[Dataset items]
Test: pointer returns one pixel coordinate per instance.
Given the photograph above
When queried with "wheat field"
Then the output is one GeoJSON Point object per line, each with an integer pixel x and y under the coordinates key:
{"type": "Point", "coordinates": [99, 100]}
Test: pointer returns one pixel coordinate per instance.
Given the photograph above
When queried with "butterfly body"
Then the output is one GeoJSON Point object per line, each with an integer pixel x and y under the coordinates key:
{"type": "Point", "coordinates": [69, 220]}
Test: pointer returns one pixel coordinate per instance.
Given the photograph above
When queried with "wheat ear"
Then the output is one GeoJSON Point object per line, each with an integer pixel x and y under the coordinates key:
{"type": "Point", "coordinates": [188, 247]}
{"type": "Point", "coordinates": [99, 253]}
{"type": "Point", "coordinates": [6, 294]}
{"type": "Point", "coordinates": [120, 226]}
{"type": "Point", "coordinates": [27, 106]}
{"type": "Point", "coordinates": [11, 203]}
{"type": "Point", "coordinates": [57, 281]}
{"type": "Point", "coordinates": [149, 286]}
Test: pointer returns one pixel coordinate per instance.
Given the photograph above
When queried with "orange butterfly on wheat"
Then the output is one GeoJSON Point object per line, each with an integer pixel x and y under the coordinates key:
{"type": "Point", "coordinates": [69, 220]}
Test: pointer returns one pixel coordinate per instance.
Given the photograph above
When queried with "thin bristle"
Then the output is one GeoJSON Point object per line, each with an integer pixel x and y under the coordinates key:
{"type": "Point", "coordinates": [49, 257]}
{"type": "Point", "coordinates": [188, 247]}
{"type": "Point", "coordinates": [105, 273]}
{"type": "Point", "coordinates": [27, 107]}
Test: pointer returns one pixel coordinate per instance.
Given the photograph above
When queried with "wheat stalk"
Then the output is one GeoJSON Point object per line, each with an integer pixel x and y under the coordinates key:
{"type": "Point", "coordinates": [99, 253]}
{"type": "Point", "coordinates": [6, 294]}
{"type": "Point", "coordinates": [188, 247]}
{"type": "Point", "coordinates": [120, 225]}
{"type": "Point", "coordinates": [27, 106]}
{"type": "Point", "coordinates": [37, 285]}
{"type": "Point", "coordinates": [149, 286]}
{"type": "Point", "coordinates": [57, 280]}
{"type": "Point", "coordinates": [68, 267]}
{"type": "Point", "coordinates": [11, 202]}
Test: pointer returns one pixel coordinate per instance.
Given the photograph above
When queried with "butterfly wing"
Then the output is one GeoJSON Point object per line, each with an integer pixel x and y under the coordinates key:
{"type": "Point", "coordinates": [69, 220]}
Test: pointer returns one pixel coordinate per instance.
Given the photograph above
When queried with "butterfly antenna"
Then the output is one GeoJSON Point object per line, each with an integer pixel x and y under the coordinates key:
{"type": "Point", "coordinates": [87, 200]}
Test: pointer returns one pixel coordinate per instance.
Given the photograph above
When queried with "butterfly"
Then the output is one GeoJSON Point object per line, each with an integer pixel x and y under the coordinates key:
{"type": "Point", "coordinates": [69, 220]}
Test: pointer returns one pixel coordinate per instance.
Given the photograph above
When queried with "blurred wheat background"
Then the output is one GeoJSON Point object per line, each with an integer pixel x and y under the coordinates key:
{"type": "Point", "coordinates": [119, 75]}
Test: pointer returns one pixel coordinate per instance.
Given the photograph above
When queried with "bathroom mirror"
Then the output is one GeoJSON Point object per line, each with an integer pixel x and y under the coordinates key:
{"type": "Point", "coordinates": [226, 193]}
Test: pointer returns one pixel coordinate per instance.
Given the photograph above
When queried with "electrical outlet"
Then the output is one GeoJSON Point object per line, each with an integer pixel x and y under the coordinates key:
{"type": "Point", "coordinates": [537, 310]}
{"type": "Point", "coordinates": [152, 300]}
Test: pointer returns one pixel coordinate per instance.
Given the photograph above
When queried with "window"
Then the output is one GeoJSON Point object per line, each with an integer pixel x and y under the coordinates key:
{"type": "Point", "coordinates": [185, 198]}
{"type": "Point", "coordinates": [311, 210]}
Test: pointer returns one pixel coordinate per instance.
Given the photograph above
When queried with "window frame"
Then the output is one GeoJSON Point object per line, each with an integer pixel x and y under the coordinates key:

▶ [WORK TO BE COMPLETED]
Write the listing out again, exactly as it reads.

▶ [SOLUTION TO THIS TASK]
Test: pointer returns one pixel coordinate per instance.
Given the photograph above
When queried with "wheat field"
Then the output is one GeoJSON Point object per line, each with an integer pixel x and y under the coordinates key:
{"type": "Point", "coordinates": [99, 100]}
Test: pointer returns one pixel coordinate per instance.
Given the photograph above
When queried with "butterfly body"
Then the output is one GeoJSON Point object per line, each with an integer pixel x and y under the coordinates key:
{"type": "Point", "coordinates": [69, 220]}
Test: pointer returns one pixel coordinate per instance.
Given the photograph above
When queried with "wheat ear"
Then the output is one GeoJSON Point object per line, each with an integer pixel x and y under the coordinates key:
{"type": "Point", "coordinates": [188, 247]}
{"type": "Point", "coordinates": [99, 253]}
{"type": "Point", "coordinates": [6, 294]}
{"type": "Point", "coordinates": [120, 226]}
{"type": "Point", "coordinates": [27, 106]}
{"type": "Point", "coordinates": [11, 203]}
{"type": "Point", "coordinates": [57, 281]}
{"type": "Point", "coordinates": [149, 286]}
Test: pointer returns one pixel coordinate per instance.
Given the photograph above
When queried with "orange butterfly on wheat"
Then the output is one GeoJSON Point object per line, each with an integer pixel x and y under the coordinates key:
{"type": "Point", "coordinates": [69, 220]}
Test: pointer returns one pixel coordinate per instance.
Given the photograph above
When queried with "thin bristle"
Then the output is one GeoJSON Point object per line, each with an integer pixel x and y under the coordinates key:
{"type": "Point", "coordinates": [49, 257]}
{"type": "Point", "coordinates": [188, 247]}
{"type": "Point", "coordinates": [105, 273]}
{"type": "Point", "coordinates": [27, 107]}
Test: pointer returns one pixel coordinate per instance.
Given the photograph above
When queried with "wheat stalk"
Then the output is one GeoJSON Point object per line, each with an integer pixel x and y under the coordinates key:
{"type": "Point", "coordinates": [99, 253]}
{"type": "Point", "coordinates": [6, 294]}
{"type": "Point", "coordinates": [188, 247]}
{"type": "Point", "coordinates": [120, 225]}
{"type": "Point", "coordinates": [27, 106]}
{"type": "Point", "coordinates": [37, 285]}
{"type": "Point", "coordinates": [149, 286]}
{"type": "Point", "coordinates": [57, 280]}
{"type": "Point", "coordinates": [68, 267]}
{"type": "Point", "coordinates": [11, 202]}
Test: pointer returns one pixel coordinate per instance.
Given the photograph above
When queried with "butterfly wing"
Then the output is one GeoJSON Point object per line, each with an integer pixel x and y under the coordinates key:
{"type": "Point", "coordinates": [69, 220]}
Test: pointer returns one pixel coordinate per instance.
Given the photograph above
When queried with "butterfly antenna"
Then the output is one GeoJSON Point object per line, each with an integer pixel x and y under the coordinates key:
{"type": "Point", "coordinates": [87, 200]}
Test: pointer returns one pixel coordinate per instance.
Given the photograph above
When queried with "butterfly"
Then the output is one GeoJSON Point object per line, each with an integer pixel x and y under the coordinates key:
{"type": "Point", "coordinates": [69, 220]}
Test: pointer returns one pixel coordinate per instance.
Given the photograph above
When queried with "blurred wheat background"
Then the output is one GeoJSON Point object per line, each with an integer pixel x and y under the coordinates key:
{"type": "Point", "coordinates": [119, 75]}
Test: pointer returns one pixel coordinate per instance.
Given the photograph above
When queried with "bathroom mirror"
Then the output is one GeoJSON Point object per line, each with an integer pixel x and y under the coordinates key:
{"type": "Point", "coordinates": [226, 193]}
Test: pointer returns one pixel coordinate per instance.
Given the photograph above
When queried with "electrical outlet"
Then the output is one GeoJSON Point object per line, each with an integer pixel x and y under the coordinates key:
{"type": "Point", "coordinates": [537, 310]}
{"type": "Point", "coordinates": [152, 300]}
Test: pointer returns one pixel coordinate per instance.
Given the photograph above
When queried with "window"
Then the output is one GeoJSON Point object per line, each with an integer pixel x and y under the coordinates key:
{"type": "Point", "coordinates": [185, 198]}
{"type": "Point", "coordinates": [311, 210]}
Test: pointer returns one pixel coordinate per instance.
Given the photograph above
When queried with "window frame"
Then the output is one GeoJSON Point object per line, each with an integer pixel x and y under the coordinates key:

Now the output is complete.